• [What to do] Count the lines in the records below that contain the string "When", with case counting. Reply with the number alone.
* * * * * * * * *
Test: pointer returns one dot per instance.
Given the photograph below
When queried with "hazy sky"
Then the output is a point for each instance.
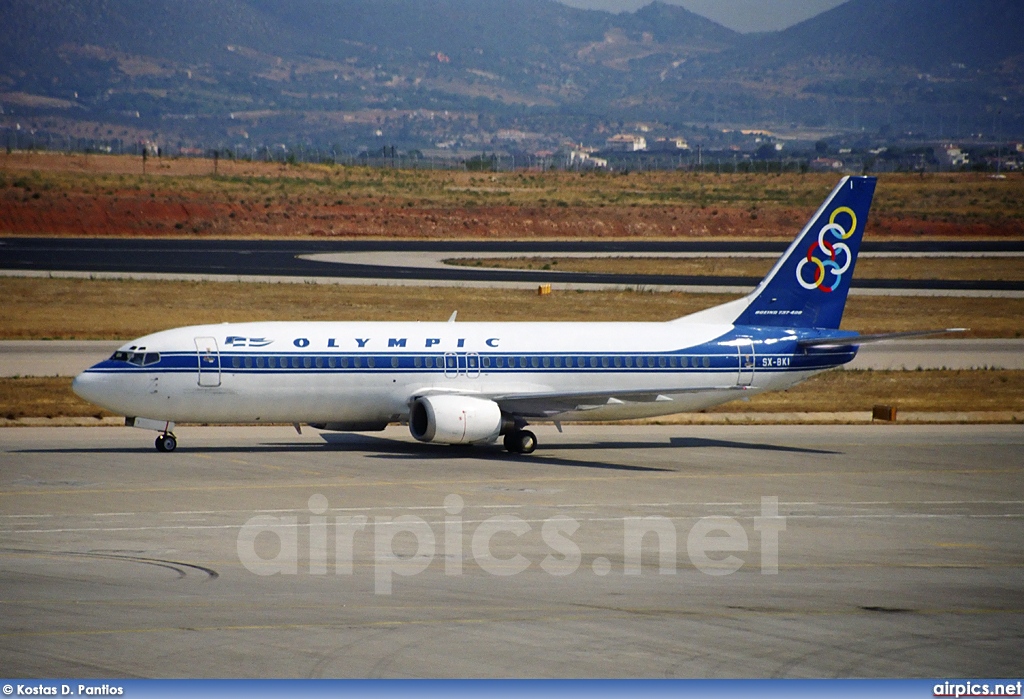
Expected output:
* * * * * * * * *
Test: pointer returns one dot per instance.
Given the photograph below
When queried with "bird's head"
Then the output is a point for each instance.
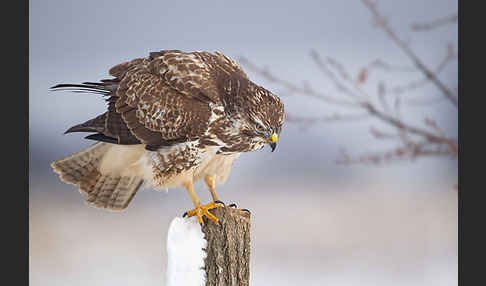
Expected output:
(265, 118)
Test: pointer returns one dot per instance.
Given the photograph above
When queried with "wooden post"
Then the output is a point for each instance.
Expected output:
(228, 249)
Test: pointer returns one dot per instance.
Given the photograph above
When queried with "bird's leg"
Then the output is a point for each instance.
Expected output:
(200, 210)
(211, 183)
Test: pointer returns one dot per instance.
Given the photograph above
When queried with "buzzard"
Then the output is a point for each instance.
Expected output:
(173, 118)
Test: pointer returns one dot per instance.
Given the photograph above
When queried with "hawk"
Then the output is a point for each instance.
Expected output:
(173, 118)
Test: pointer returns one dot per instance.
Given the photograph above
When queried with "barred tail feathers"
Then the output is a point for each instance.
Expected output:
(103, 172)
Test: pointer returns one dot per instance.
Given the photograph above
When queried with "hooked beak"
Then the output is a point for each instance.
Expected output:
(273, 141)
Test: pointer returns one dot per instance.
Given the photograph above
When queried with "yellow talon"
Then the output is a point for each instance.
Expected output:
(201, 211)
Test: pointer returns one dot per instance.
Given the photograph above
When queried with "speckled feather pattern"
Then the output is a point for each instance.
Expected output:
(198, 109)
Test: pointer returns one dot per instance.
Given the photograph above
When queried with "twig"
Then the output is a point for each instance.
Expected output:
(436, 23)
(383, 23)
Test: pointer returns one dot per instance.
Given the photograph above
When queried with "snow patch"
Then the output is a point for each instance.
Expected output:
* * * * * * * * *
• [Solution below] 12